_Text shown_.
========

“Don’t even begin to think that I have come to do away with the Law and the Prophets. I haven’t come to do away with them but to fulfill them. I say to you very seriously that as long as heaven and earth exist, neither the smallest letter nor even the smallest stroke of a pen will be erased from the Law until everything there becomes a reality. Therefore, whoever ignores one of the least of these commands and teaches others to do the same will be called the lowest in the kingdom of heaven. But whoever keeps these commands and teaches people to keep them will be called great in the kingdom of heaven. I say to you that unless your righteousness is greater than the righteousness of the legal experts and , the Pharisees, you will never enter the kingdom of heaven (Matthew 5:17-20, Common English Bible).
Somewhere on one of my many bookshelves I have a book titled, The Hard Sayings of Jesus. Today’s lesson is beyond one of the hard sayings of Jesus. This one is all but impossible. Maybe it should fit into a sequel book “The Really, Really, Really Hard Sayings of Jesus.”
Think about it this way. I love to play the guitar. I didn’t say I played it well, but that I love to play. I also enjoy playing with other people. I particularly like to play with people who play a little better than I play. They challenge me to be even better, to practice more and to get better.

========

_Data section_.
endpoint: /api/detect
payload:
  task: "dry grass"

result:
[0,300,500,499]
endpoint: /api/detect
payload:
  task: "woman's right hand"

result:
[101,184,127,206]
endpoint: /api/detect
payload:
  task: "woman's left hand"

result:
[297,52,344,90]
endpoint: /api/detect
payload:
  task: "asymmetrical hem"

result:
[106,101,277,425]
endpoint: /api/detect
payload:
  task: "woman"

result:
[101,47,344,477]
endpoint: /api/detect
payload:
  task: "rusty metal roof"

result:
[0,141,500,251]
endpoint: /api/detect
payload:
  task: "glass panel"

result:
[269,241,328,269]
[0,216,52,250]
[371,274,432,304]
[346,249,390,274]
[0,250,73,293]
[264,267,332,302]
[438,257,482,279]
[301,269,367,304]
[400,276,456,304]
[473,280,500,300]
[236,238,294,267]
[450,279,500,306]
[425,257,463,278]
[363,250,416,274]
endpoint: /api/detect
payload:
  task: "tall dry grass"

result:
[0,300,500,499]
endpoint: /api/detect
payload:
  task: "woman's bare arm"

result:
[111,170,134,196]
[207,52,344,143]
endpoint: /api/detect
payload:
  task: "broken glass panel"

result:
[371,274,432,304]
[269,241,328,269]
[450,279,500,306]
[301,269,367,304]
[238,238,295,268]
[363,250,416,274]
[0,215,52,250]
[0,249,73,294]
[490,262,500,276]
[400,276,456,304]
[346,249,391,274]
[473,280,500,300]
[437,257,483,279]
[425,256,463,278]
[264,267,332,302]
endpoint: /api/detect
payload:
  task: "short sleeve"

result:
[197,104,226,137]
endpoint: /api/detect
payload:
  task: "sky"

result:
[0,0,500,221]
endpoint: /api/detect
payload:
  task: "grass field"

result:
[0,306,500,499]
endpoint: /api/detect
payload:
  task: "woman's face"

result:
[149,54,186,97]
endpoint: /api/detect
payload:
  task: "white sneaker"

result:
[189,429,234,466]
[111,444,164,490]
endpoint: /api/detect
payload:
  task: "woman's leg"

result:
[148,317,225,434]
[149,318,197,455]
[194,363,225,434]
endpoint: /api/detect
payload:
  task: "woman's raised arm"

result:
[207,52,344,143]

========

_Required task_. Pick up the reflection on Matthew 5:17-20 where it stops and keep it going.

_Solved exercise_.
I was reading online recently and Rolling Stone came out with their list of the top 100 guitarists of all time. The late Jimi Hendrix was number 1. Number 100 went to Lindsey Buckingham who was lead guitarist for Fleetwood Mac. If I were to sit down and try to play with either of these guys or the 98 others in between, I wouldn’t feel inspired. After I got past my sense of awe, I might just give up playing the guitar period. No matter how good I might learn to play in the future, I will never the guitar riff of Johnny B. Goode to the quality of Chuck Berry (number 7 on the Rolling Stone list). To even try would be nothing more than frustrating.
Great guitarists to me would be like the average Jesus follower of the first century trying to compare their righteousness value to the Pharisees. These guys were the pros at being righteous. They knew the law. They know the importance of being pure, of eating the right foods, of observing the Sabbath. They knew it all and tried to live like it. The average “man (or woman) on the street” had no chance of matching righteous behavior with one of them. And Jesus is here saying, if we want to see the Kingdom of Heaven we have to not just meet the righteousness of the Pharisees, we have to exceed it. Thanks for nothing! We don’t have a chance.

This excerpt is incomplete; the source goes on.